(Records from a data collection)
··········

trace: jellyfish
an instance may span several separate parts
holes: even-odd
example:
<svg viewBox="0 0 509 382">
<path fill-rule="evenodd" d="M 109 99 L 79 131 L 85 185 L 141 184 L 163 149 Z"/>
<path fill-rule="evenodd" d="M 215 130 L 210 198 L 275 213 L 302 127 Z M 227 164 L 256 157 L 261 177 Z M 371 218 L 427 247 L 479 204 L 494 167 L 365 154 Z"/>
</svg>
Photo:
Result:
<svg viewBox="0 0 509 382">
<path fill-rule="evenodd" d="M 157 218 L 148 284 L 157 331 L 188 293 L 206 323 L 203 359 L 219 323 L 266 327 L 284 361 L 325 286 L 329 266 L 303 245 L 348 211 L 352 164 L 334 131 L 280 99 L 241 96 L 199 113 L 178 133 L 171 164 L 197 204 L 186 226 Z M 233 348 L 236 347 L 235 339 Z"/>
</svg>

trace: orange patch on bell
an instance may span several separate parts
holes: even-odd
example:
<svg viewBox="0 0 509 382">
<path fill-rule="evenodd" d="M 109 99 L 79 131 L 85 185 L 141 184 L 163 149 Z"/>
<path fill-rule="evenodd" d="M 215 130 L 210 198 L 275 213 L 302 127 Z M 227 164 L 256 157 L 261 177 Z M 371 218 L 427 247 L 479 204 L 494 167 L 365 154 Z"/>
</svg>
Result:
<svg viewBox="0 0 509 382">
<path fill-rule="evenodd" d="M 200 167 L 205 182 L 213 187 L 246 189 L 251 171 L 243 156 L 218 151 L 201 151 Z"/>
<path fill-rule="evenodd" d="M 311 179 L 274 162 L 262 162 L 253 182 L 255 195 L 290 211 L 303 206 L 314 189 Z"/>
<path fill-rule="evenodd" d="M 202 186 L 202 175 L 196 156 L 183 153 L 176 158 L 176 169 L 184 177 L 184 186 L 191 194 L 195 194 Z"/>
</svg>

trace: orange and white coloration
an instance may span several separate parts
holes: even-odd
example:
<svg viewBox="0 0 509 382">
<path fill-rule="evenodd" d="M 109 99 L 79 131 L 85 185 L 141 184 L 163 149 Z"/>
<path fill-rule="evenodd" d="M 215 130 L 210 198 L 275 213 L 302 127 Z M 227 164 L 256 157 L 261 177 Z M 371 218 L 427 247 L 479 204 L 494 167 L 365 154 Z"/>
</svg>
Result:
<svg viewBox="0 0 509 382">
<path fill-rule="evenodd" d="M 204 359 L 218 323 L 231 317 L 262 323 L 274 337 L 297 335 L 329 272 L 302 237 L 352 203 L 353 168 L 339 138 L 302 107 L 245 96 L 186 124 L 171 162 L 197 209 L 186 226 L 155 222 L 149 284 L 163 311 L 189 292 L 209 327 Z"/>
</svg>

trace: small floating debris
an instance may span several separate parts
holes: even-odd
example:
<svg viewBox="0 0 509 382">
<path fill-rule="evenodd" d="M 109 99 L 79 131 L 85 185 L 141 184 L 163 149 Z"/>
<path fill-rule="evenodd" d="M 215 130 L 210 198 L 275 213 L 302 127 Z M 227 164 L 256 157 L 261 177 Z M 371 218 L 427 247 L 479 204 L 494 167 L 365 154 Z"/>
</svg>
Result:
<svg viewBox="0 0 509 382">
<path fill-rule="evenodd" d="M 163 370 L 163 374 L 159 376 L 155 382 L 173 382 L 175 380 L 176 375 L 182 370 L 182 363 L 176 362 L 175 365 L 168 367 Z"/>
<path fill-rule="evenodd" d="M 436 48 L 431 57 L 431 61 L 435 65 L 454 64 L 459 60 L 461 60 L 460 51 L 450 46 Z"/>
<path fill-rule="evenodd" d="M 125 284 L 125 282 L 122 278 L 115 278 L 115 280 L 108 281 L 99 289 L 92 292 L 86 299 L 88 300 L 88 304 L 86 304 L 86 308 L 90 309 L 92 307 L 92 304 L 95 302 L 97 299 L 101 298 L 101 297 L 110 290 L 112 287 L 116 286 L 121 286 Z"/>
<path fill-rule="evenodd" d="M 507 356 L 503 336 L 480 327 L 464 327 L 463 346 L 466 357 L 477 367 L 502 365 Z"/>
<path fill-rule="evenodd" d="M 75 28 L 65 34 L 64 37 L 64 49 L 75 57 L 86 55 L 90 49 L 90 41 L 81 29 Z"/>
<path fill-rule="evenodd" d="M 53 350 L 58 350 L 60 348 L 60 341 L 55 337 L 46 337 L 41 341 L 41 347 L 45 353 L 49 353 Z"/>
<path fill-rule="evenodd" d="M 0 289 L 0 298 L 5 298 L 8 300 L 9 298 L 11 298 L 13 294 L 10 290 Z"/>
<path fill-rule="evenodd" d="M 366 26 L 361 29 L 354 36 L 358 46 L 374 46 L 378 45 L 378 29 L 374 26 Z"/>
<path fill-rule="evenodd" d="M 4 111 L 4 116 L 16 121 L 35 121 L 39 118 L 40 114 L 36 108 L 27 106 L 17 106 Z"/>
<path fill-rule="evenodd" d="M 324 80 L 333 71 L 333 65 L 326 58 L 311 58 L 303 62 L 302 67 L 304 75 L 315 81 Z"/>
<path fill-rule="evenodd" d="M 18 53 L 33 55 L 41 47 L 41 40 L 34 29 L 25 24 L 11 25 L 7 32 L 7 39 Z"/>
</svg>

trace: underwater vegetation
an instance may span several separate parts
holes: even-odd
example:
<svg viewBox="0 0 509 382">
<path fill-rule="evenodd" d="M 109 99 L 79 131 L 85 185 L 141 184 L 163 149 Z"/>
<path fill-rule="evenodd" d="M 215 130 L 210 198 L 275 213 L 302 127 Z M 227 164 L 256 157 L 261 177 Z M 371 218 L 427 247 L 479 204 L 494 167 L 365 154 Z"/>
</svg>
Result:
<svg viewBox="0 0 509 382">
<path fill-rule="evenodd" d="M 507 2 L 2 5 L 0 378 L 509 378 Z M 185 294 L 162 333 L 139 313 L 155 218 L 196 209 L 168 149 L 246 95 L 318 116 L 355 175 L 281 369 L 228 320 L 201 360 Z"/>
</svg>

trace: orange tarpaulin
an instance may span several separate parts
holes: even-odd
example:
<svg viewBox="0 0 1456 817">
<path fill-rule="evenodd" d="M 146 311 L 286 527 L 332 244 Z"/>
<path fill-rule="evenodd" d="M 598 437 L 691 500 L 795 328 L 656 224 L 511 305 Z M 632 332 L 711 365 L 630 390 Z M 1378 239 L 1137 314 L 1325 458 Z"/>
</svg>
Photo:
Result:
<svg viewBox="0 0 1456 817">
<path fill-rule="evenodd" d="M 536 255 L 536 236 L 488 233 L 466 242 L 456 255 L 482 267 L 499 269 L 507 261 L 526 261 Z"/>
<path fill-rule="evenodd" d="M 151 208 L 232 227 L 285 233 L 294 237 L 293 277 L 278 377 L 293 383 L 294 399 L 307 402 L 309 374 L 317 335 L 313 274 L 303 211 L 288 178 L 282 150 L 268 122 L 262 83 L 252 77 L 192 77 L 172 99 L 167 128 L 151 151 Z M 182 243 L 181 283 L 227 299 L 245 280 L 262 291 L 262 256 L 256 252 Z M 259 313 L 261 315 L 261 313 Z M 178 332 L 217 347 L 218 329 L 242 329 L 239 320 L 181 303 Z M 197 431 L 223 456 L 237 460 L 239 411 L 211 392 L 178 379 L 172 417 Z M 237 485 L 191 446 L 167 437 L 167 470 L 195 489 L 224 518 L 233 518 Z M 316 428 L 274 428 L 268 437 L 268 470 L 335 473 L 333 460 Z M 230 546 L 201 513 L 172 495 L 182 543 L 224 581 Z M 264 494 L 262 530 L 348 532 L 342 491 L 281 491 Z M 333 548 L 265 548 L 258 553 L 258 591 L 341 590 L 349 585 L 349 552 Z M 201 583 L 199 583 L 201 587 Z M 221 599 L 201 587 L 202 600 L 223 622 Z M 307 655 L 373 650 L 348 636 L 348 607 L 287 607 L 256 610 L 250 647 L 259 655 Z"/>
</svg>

··········

# WHAT TO PRODUCE
Update the lines between the one holding "trace: orange patch on bell" and the one holding "200 167 L 205", inclusive, so that "instance" becomes "object" and nothing else changes. Return only those lines.

# EXPECTED ANSWER
trace: orange patch on bell
an object may span several separate parts
holes: even-odd
example:
<svg viewBox="0 0 509 382">
<path fill-rule="evenodd" d="M 109 99 L 79 131 L 85 185 L 141 184 L 163 149 Z"/>
<path fill-rule="evenodd" d="M 215 130 L 210 198 L 275 213 L 302 127 Z M 227 164 L 256 157 L 261 177 Z M 371 218 L 427 247 L 479 204 L 494 167 L 365 154 Z"/>
</svg>
Result:
<svg viewBox="0 0 509 382">
<path fill-rule="evenodd" d="M 200 167 L 205 182 L 213 187 L 246 189 L 251 171 L 243 156 L 218 151 L 201 151 Z"/>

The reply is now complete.